==== Data lines
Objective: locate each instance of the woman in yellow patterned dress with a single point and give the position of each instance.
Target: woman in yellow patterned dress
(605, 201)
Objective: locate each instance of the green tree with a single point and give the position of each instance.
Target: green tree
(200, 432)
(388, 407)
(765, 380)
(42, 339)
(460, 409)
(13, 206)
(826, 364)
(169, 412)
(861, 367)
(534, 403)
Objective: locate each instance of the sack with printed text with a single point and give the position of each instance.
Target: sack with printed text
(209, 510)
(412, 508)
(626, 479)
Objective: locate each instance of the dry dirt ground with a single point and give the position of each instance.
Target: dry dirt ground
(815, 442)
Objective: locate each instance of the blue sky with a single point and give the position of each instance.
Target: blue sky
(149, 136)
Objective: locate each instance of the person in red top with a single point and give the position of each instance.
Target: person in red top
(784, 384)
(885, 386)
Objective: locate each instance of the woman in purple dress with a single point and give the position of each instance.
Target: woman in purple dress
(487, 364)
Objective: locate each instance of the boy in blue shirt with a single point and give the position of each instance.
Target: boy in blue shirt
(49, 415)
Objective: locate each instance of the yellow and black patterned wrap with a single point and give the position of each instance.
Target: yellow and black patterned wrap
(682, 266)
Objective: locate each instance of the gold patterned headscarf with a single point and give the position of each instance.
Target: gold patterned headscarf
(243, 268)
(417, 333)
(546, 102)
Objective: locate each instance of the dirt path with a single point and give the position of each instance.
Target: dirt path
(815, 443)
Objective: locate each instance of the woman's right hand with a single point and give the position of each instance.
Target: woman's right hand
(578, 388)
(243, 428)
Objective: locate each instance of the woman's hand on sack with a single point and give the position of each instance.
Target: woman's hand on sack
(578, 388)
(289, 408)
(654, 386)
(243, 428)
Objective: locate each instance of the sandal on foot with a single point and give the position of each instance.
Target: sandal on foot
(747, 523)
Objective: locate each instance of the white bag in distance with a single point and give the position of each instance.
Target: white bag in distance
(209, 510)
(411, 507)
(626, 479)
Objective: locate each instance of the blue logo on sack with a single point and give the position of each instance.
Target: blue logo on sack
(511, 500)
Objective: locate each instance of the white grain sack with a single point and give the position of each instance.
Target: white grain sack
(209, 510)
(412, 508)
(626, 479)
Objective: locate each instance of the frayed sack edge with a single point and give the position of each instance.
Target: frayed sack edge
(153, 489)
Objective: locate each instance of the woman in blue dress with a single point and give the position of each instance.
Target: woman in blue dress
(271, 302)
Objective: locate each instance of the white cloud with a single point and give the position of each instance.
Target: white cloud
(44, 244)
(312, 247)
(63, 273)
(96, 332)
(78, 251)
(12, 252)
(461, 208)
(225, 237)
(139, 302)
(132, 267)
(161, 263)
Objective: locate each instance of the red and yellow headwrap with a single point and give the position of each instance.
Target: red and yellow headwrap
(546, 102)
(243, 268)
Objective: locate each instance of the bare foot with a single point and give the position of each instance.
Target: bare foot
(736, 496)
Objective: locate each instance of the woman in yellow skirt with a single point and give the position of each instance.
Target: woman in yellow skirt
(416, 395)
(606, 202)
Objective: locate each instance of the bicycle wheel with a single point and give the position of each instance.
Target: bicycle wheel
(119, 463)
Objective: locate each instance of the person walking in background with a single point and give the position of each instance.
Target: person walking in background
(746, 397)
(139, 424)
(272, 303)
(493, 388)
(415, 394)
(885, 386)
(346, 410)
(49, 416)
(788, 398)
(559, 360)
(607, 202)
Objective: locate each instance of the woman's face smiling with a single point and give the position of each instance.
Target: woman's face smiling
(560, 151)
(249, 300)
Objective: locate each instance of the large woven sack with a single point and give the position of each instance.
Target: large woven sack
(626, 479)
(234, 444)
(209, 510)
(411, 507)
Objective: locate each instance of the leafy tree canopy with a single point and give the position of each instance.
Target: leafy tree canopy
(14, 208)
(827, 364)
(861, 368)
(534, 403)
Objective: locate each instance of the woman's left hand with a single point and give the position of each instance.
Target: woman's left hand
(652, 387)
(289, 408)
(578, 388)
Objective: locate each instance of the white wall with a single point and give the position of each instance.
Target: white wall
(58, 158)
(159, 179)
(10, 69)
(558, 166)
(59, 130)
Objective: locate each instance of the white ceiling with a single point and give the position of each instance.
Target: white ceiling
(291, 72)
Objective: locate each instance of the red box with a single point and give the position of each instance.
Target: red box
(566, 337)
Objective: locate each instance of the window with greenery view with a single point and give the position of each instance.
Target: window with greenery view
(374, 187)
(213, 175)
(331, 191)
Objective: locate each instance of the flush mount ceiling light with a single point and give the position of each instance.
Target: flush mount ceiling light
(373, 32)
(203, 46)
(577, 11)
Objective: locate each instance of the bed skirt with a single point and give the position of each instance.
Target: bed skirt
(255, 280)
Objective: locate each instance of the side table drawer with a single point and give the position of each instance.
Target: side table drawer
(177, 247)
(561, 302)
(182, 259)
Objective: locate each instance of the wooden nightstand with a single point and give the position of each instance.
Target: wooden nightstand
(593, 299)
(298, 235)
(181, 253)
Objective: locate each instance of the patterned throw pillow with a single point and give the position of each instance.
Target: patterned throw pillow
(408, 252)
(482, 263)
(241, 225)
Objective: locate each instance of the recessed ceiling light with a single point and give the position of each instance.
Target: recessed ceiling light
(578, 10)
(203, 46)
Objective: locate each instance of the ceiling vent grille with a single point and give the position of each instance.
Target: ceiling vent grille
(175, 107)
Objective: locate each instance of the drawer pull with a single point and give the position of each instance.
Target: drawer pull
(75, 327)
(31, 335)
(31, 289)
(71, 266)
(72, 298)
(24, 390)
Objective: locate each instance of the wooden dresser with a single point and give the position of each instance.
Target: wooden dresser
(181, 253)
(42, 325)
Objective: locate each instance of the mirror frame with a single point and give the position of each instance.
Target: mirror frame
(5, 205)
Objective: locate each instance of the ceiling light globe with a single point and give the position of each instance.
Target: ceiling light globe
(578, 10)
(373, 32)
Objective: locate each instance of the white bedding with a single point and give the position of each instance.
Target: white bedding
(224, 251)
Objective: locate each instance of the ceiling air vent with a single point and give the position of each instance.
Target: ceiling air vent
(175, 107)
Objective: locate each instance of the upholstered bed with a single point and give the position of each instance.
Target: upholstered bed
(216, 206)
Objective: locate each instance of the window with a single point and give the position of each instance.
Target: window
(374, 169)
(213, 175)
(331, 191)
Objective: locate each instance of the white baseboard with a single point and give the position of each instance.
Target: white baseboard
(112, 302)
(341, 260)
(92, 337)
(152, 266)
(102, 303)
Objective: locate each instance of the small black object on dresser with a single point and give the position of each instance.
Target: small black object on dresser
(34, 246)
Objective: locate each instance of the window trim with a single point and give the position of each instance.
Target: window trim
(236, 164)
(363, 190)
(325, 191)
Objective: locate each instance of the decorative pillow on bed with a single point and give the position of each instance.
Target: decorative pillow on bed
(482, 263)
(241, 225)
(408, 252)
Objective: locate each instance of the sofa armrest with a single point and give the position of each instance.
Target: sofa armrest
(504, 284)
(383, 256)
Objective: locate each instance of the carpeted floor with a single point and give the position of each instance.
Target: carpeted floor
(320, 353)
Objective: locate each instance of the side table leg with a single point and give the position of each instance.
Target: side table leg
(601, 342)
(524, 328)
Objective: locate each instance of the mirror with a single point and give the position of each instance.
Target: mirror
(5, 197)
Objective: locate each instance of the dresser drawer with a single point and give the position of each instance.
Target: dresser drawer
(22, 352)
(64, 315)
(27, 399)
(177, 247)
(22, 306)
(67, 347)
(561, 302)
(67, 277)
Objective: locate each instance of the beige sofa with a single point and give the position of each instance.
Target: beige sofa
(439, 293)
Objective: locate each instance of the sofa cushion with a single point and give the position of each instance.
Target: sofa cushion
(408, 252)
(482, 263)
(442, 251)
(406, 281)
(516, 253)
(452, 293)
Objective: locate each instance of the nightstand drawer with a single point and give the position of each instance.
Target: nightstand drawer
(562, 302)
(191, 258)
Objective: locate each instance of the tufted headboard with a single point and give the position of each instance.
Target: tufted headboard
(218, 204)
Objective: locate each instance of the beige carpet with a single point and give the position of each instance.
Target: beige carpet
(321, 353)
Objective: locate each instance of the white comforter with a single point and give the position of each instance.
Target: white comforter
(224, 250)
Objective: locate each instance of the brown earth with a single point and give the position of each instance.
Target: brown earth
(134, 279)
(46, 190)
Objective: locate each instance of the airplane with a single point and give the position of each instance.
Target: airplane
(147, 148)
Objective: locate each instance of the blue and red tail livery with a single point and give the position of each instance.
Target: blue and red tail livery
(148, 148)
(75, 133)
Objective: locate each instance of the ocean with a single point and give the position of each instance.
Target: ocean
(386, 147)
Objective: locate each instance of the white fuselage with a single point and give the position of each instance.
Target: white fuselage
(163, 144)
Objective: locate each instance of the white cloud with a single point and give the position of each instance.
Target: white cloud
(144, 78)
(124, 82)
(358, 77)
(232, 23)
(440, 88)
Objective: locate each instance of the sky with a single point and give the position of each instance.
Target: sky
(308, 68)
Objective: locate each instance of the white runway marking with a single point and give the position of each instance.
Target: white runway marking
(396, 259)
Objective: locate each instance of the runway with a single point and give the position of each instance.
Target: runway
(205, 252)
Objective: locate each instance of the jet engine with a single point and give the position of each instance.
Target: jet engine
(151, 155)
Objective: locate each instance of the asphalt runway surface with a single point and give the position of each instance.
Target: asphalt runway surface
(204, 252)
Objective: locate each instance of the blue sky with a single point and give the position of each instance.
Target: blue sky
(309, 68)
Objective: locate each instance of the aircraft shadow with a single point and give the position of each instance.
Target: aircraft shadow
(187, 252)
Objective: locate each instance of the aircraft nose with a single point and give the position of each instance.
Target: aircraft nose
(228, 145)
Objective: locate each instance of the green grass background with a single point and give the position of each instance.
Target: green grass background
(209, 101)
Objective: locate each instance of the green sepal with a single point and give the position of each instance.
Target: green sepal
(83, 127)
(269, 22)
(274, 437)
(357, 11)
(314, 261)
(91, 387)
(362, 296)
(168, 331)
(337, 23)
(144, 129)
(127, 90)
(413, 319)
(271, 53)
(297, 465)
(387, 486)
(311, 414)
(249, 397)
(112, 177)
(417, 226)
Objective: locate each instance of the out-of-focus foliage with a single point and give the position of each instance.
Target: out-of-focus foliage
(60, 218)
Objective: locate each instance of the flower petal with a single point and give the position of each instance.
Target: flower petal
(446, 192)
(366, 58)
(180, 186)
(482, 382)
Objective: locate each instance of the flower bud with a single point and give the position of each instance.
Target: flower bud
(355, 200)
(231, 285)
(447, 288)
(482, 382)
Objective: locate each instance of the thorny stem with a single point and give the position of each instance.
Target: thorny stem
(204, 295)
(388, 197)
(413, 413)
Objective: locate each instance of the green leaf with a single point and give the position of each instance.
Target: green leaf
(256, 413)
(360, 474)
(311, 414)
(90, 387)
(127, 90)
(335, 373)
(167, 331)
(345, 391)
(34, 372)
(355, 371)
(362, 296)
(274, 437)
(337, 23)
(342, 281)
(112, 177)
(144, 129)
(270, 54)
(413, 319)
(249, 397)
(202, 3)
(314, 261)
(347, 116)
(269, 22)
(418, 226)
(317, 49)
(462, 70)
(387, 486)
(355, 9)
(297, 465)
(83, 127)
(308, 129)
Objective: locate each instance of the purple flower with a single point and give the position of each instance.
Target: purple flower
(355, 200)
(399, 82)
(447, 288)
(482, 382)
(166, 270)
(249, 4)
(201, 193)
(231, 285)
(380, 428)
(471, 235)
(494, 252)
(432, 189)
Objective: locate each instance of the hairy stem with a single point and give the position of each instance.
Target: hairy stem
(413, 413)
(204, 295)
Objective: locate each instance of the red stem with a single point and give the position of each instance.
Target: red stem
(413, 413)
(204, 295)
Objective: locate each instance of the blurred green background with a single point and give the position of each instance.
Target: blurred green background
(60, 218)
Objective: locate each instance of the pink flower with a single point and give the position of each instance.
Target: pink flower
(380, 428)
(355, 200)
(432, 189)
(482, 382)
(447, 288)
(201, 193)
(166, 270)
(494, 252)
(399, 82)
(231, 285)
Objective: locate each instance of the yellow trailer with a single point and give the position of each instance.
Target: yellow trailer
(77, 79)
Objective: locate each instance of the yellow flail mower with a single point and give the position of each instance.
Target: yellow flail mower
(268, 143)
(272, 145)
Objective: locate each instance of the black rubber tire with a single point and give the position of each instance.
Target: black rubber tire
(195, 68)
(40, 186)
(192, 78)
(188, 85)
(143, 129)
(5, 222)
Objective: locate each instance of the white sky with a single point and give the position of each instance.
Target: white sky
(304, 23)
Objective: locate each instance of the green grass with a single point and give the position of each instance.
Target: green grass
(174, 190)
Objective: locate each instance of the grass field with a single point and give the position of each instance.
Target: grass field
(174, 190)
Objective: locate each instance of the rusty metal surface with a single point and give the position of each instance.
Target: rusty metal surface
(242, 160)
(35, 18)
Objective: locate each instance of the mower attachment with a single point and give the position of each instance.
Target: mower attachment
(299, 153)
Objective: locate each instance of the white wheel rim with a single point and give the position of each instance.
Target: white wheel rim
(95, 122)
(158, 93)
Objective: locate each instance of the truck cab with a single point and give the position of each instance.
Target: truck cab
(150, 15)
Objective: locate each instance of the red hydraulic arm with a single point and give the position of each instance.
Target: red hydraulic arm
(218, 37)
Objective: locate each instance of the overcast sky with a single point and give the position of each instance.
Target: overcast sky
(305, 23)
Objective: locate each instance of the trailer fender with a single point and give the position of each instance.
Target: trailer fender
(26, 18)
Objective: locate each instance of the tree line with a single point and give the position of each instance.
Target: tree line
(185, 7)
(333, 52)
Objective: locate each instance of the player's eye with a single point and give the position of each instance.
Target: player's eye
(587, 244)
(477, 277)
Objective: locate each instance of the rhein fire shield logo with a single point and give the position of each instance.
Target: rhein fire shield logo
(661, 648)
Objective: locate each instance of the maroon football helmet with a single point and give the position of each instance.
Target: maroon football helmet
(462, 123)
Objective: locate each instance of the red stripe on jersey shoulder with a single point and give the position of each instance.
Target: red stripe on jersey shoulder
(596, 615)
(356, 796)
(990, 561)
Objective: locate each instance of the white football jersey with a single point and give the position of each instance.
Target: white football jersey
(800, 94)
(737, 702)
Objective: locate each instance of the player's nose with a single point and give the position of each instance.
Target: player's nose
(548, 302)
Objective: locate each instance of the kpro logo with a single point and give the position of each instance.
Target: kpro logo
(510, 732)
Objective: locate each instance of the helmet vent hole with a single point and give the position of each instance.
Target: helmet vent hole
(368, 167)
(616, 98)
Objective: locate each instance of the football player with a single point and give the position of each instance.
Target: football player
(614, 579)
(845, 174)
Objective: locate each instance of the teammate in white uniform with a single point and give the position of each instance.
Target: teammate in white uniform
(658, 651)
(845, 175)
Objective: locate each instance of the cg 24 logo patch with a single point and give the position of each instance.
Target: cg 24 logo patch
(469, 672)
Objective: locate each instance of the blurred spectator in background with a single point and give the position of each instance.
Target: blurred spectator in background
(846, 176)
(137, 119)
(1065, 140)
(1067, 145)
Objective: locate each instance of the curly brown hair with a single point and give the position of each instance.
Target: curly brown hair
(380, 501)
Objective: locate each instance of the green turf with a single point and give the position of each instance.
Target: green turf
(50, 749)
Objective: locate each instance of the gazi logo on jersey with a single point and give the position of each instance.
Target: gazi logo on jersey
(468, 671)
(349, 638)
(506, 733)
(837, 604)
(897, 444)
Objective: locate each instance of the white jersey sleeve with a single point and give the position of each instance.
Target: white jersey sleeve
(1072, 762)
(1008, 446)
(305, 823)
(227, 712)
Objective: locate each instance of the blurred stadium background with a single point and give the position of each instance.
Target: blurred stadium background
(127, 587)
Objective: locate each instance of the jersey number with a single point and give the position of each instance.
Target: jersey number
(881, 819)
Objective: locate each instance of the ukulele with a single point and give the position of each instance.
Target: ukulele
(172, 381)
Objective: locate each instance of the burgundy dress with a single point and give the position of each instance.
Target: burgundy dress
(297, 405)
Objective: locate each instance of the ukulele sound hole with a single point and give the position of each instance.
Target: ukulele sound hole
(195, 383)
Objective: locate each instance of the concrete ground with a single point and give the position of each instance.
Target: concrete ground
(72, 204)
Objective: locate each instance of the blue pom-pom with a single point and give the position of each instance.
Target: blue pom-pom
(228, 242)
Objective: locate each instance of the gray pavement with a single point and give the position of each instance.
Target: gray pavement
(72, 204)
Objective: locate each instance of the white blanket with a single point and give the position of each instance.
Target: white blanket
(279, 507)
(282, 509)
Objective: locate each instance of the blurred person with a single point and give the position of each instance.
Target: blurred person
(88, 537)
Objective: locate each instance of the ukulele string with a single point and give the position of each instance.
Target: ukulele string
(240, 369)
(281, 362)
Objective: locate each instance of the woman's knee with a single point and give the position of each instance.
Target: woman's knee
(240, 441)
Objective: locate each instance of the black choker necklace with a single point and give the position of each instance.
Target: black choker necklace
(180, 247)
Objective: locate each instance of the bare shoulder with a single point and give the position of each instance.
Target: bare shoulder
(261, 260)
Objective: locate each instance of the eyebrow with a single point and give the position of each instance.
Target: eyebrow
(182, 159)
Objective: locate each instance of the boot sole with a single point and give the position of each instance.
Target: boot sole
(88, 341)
========
## Written task
Copy out the lines from the one containing "Objective: locate each instance of the woman's knee" through the end of the records, both ends included, with no changes.

## Output for this task
Objective: locate each instance of the woman's knee with a single point and give the position of each instance.
Target: woman's knee
(240, 441)
Objective: locate each instance of the black choker necklace with a single point and give the position of each instance.
Target: black choker necklace
(180, 247)
Objective: locate each instance of the bare shoulder with a single point and give the position of each instance.
Target: bare shoulder
(261, 260)
Objective: locate each instance of the eyebrow with a single point and give the position of each instance.
Target: eyebrow
(182, 159)
Objective: locate each instance of the boot sole with a single point and give the position of each instance.
Target: boot sole
(88, 341)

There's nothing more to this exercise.